* DATA ENTRIES:
☆ ☆ ☆ ☆

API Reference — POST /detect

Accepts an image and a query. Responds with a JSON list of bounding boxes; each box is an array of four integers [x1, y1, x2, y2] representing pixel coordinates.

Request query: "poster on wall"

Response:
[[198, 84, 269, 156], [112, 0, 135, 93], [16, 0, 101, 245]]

☆ ☆ ☆ ☆

Count the lines in the rows above that contain the word "query". Reply with the number alone.

2